**Task requirements**
I'd like the records transcribed exactly, leaving the images out.

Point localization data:
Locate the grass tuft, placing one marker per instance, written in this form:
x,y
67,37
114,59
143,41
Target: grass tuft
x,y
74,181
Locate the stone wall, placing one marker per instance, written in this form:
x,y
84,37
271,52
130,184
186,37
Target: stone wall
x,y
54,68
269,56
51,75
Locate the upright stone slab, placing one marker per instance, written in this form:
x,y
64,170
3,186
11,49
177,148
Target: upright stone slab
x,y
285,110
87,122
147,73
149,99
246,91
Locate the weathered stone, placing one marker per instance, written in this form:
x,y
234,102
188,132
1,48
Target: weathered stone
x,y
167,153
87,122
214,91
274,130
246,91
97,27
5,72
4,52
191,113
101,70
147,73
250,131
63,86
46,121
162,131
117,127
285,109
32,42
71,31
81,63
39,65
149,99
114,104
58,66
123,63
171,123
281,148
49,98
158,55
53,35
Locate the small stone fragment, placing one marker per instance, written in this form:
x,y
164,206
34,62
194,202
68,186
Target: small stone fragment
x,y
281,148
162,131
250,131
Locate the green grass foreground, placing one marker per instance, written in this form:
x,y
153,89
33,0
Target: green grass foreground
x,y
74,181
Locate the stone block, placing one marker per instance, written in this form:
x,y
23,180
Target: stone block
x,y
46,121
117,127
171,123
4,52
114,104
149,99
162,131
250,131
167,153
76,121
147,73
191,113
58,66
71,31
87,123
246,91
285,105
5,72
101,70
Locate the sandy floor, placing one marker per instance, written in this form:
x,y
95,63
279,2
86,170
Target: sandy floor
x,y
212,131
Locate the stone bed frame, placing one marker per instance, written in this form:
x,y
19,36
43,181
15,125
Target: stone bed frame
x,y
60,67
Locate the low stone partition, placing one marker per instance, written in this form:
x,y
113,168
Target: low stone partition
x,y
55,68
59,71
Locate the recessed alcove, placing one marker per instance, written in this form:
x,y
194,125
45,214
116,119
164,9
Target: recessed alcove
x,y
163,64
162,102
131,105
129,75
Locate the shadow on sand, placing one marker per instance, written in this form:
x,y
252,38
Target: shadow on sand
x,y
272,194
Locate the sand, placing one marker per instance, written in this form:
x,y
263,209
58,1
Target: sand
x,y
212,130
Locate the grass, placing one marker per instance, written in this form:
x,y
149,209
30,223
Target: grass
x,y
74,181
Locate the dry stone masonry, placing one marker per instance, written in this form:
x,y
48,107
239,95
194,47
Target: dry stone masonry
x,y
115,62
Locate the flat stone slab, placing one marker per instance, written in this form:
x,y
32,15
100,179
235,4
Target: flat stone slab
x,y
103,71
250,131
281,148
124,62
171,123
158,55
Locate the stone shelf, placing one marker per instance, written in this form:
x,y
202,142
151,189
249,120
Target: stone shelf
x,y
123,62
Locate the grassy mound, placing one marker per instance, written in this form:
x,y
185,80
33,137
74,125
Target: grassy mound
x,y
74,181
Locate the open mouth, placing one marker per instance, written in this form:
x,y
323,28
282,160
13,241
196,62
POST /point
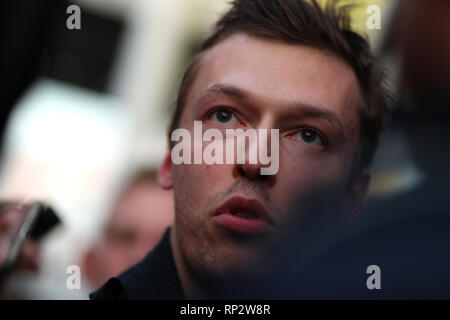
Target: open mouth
x,y
245,216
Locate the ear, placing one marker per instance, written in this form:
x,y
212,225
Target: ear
x,y
357,193
165,175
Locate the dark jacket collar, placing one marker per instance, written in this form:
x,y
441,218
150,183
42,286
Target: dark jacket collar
x,y
153,278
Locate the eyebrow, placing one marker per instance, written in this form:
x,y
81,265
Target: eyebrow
x,y
306,110
227,90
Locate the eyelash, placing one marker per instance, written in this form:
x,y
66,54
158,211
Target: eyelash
x,y
322,136
234,112
319,133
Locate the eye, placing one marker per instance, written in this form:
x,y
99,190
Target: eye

**Exercise output**
Locate the grass tuft, placing one marker per instance, written in this form:
x,y
67,37
114,59
143,41
Target: grass tuft
x,y
74,181
Locate the stone wall, placing one marker per instance, written in this form:
x,y
84,37
271,52
130,184
186,37
Target: stone wall
x,y
54,68
269,56
51,75
Locate the upright stone slab, placing one marker per instance, written in this form:
x,y
64,170
3,186
11,49
177,148
Target: upright stone slab
x,y
285,110
87,122
147,73
149,99
246,91
Locate the weathered stone, placing one marker per instance, written in this form:
x,y
234,102
188,132
1,48
Target: weathered stone
x,y
167,153
87,122
214,91
274,130
246,91
97,27
5,72
4,52
191,113
101,70
147,73
250,131
63,86
46,121
162,131
117,127
285,109
32,42
71,31
81,63
39,65
149,99
114,104
58,66
123,63
171,123
281,148
49,98
158,55
53,35
Locate the small stone fragment, placing one marker per instance, written in this form:
x,y
164,206
34,62
194,202
68,186
Target: small stone fragment
x,y
281,148
162,131
250,131
Locate the green grass foreground, placing one marker per instance, written in this form:
x,y
153,89
33,0
Target: green grass foreground
x,y
74,181
Locate the stone block, placing one marker per instance, written in this form:
x,y
23,180
Target: stone block
x,y
46,121
117,127
171,123
4,52
114,104
149,99
162,131
250,131
167,153
76,121
147,73
191,113
58,66
71,31
87,123
246,91
285,105
5,72
101,70
Locate the sandy floor, placing one marker per instance, written in this form:
x,y
95,63
279,2
86,170
Target: sandy floor
x,y
212,131
Locate the stone bed frame, placing one marker per instance, written in this form:
x,y
19,36
43,181
15,125
Target: stone bed frame
x,y
60,67
Locate the low stone partition, placing one marker per instance, written in this form:
x,y
113,168
Target: low stone partition
x,y
55,68
59,71
Locate the recessed alcove, placing one marker per instance, written in this form:
x,y
194,125
45,214
116,119
164,9
Target: recessed alcove
x,y
163,64
162,102
131,105
129,75
Locate the shadow on sand, placing one marker per instance, written in this form:
x,y
252,38
Target: shadow on sand
x,y
272,194
Locate the sand, placing one marker per instance, written in this form:
x,y
263,209
58,1
Target: sand
x,y
212,130
Locate the grass, placing one marker per instance, written in this form:
x,y
149,209
30,223
Target: grass
x,y
74,181
Locate the dry stone masonry, placing one marker per instance, written in this form:
x,y
48,107
239,95
194,47
Target: dry stone masonry
x,y
115,62
Locate the flat stone slab, placing one marker per instance, written in this form:
x,y
32,15
100,179
235,4
Target: flat stone slab
x,y
103,71
250,131
281,148
124,62
171,123
158,55
Locate the stone shelf, placing one marker per instance, written in this form:
x,y
202,142
151,189
249,120
Target: stone shelf
x,y
123,62
Locate the grassy mound, placing one marker per instance, written in this form:
x,y
185,80
33,137
74,125
Target: grassy mound
x,y
74,181
Locate the open mouth, placing one marker per instance, written in this form:
x,y
323,28
282,160
13,241
196,62
POST /point
Target: open mouth
x,y
245,216
Locate the ear, placing one marker per instance, written in this form:
x,y
212,225
Target: ear
x,y
357,193
165,175
Locate the dark jacket collar, placing one marker per instance, written in this form:
x,y
441,218
150,183
42,286
Target: dark jacket collar
x,y
153,278
Locate the eyebrow, placing one marker per instance, written in this form:
x,y
81,265
Target: eyebrow
x,y
306,110
227,90
Locate the eyelash, placing one marker per instance, written in this form:
x,y
66,54
158,211
Target: eyelash
x,y
322,136
234,112
319,133
Locate the eye, placing one marker per instance, written in this form:
x,y
99,190
Target: eye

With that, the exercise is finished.